Saturday, June 7, 2014

Dari Setanjung ke Kalimasada [Part 27]


Sengaja aku bangun agak pagi, karena aku ingin melihat banyak dan mempotret suasana terakhir aku disini. Biasa, kontrakan Ar[t]my justru paling sunyi ketika pagi seperti ini. JIka malam, kursi beranda depan ini ramai sekali, teman-teman kontrakan pada bertengger bercanda tawa diatas kursi yang tidak klimis lagi dan cita rasa pemandangan kursi di pemukiman kumuh. Namun pagi ini, aku bisa menguasai sepenuhnya kursi kursi ini meski hanya untuk duduk dan melamun pandangan kosong.

Aku memandangi awan, mengamati pergerakan arah sekawanan burung pipit terbang membawa sepotong rumput kering untuk merajut susuh. Hingga melihat aktifitas semut yang sedang memboyong potongan kecil roti yang tidak muat dimasukan ke mulut gua rumahnya di salah satu pojok dinding. Kucing yang lewat di depanku pun seperti tak mengakui keberadaanku, lewat tanpa mengeong atau melirik sedikitpun.


Aku bangkit dari kursi, ingin merekam kejadian alam yang lainnya di sekitar kontrakan. Aku lebih tertarik menuju jalan tembusan Jl. Kalimasada - Gg. Goda. Berjalan santai dengan tangan saling bersilang di belakang, mirip kades yang sedang blusukan ke pelosok desa untuk mensurvei rakyatnya. Tapi orang mungkin melihatku seperti ini aneh. Jarang ada seorang mahasiswa yang iseng melihat alam desa ini. Tapi gelagatku ini memang lain. Karena mungkin besok aku tidak lagi melihat alam ini lagi untuk jangka waktu yang sangat lama. Atau bahkan hari itu anggap saja hari terakhir aku berjumpa dengan Semarang.

Tembusan ke gang Goda ini adalah terowongan papringan yang sejuk.  Ini adalah jalur yang selalu aku tempuh kalau ke kampus semenjak aku di kalimasada. Tapi aku tak habis pikir mengapa Jl.Kalimasada ada tembusan gang Goda. Istilah Kalimasada dalam pewayangan Islam berasal dari kata Jamus Kalimasada, atau senjata Islami. Digunakan untuk menumpas kebathilan musuh, karena kalimasada sendiri berasal dari kata Kalimah Syahadat. Kalimah yang digunakan agar eling kepada sang pencipta. Tapi mengapa Jalan Kalimasada ini ditembus oleh yang namanya Gang Goda. Apakah artinya ditengah kita sedang eling dengan sang pencipta selalu ada godaan??. Menurutku ini adalah tembusan jalan yang keramat kalau mendalami makna tadi.

Aku ingin melintas jalan ini sekali lagi. Masih sepi sekali, hanya terdengar detak titik-titik air jatuh dari ujung daun bambu yang tak kuat menampung butir-butir embun. Seiring dengan sendu mataku yang juga ingin menitikan air mata di hari terakhir ini. Aku lintasi tapak demi tapak batu ubin yang sudah berlumut. Rumah-rumah yang kulewati berada di tepi kebon seperti ini benar-benar mengingatkanku akan kampung halamanku.

[DAFTAR TUGAS]
(a) Ringkaslah teks bacaan dalam dua kalimat.
(b) Tuliskan ulang bagian teks bacaan tanpa perubahan, mulai dari "Aku ingin melintas" dan berakhir pada "akan kampung halamanku.".
Entri di bawah tidak berperan dalam bagian ini.

[ENTRI YANG DIBERIKAN]
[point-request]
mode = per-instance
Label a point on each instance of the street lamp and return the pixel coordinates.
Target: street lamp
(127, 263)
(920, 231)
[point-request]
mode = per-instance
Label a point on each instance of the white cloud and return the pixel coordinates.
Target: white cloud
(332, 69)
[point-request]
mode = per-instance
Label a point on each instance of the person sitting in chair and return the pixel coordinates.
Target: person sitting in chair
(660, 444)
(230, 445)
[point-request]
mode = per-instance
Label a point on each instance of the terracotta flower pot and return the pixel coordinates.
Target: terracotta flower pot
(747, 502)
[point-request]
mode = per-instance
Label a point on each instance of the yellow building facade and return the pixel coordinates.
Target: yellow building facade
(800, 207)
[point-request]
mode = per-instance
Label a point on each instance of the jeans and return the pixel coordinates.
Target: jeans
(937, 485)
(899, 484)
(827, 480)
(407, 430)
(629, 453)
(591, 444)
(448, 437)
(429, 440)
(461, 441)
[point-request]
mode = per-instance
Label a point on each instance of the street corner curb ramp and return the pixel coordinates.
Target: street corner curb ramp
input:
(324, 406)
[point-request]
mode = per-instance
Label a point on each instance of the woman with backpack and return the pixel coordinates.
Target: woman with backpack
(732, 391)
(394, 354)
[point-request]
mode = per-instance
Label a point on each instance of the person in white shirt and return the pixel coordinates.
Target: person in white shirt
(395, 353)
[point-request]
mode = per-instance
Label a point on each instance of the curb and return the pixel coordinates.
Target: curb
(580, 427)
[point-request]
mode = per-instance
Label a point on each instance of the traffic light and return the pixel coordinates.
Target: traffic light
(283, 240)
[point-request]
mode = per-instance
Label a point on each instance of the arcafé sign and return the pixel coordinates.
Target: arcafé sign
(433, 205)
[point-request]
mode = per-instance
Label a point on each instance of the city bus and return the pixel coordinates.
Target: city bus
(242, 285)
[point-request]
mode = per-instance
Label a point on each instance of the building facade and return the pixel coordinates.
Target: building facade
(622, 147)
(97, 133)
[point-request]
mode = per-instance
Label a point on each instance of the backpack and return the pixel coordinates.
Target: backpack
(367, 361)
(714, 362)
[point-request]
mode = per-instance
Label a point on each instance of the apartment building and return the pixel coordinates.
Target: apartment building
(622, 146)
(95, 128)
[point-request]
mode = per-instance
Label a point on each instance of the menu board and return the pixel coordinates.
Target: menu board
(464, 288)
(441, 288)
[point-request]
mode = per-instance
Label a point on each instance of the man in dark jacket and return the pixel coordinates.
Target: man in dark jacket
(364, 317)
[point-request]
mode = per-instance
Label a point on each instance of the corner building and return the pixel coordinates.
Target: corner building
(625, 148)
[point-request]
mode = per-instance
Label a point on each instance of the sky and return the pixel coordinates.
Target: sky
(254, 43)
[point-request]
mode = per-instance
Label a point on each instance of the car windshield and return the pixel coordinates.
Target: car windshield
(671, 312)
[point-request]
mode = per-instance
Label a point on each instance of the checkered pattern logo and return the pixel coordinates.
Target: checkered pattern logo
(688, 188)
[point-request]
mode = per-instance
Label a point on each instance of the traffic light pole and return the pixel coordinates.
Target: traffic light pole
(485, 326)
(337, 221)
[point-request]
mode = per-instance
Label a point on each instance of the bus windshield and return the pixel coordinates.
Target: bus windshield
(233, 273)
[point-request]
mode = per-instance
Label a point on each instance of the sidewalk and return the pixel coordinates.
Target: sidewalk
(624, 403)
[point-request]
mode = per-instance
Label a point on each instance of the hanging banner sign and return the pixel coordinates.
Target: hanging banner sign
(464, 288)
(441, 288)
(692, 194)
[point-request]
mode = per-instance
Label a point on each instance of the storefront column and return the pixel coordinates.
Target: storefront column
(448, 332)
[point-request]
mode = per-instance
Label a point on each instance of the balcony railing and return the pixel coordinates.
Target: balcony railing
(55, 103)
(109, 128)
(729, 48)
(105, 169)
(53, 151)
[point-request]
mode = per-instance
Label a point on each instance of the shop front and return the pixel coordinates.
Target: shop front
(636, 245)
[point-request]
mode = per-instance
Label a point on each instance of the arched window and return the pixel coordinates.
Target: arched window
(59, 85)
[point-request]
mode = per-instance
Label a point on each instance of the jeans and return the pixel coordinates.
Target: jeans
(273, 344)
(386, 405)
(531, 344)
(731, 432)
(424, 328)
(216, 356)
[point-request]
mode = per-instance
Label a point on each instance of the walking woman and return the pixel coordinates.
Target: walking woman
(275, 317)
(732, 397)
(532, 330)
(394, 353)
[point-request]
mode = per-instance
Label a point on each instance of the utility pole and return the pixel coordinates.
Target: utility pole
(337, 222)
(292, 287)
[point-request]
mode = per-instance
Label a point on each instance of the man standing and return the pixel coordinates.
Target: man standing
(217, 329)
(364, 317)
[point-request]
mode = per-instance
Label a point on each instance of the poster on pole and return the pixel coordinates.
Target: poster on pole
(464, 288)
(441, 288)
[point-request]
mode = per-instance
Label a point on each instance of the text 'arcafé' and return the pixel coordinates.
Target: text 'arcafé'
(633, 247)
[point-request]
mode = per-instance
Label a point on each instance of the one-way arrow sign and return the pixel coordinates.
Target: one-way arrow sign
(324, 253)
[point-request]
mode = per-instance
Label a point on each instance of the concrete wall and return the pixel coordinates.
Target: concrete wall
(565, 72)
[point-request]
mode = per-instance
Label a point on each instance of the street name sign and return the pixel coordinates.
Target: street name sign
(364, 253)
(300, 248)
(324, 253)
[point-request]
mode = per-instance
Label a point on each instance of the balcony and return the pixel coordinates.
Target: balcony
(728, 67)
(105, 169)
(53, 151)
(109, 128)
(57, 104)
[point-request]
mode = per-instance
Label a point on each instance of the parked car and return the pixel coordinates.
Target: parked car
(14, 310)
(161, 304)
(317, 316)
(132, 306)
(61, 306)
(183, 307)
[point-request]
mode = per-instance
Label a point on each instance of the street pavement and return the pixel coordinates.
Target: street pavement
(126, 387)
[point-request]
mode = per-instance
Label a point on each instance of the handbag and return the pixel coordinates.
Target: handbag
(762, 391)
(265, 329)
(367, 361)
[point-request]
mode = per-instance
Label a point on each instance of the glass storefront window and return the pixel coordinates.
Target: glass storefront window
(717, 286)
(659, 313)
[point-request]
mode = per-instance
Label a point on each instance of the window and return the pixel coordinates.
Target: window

[JAWABAN TIAP TUGAS]
(a) Pada pagi yang dianggapnya hari terakhir di Semarang, penulis bangun agak pagi, duduk sendirian di beranda kontrakan yang biasanya ramai pada malam hari, lalu mengamati awan, burung pipit, semut, dan kucing yang lewat. Ia kemudian menyusuri jalan tembusan Jl. Kalimasada–Gg. Goda, merenungkan mengapa Kalimasada, yang berasal dari kata Kalimah Syahadat, ditembus oleh Gang Goda, dan rumah-rumah di tepi kebon itu mengingatkannya pada kampung halamannya.

(b)
Aku ingin melintas jalan ini sekali lagi. Masih sepi sekali, hanya terdengar detak titik-titik air jatuh dari ujung daun bambu yang tak kuat menampung butir-butir embun. Seiring dengan sendu mataku yang juga ingin menitikan air mata di hari terakhir ini. Aku lintasi tapak demi tapak batu ubin yang sudah berlumut. Rumah-rumah yang kulewati berada di tepi kebon seperti ini benar-benar mengingatkanku akan kampung halamanku.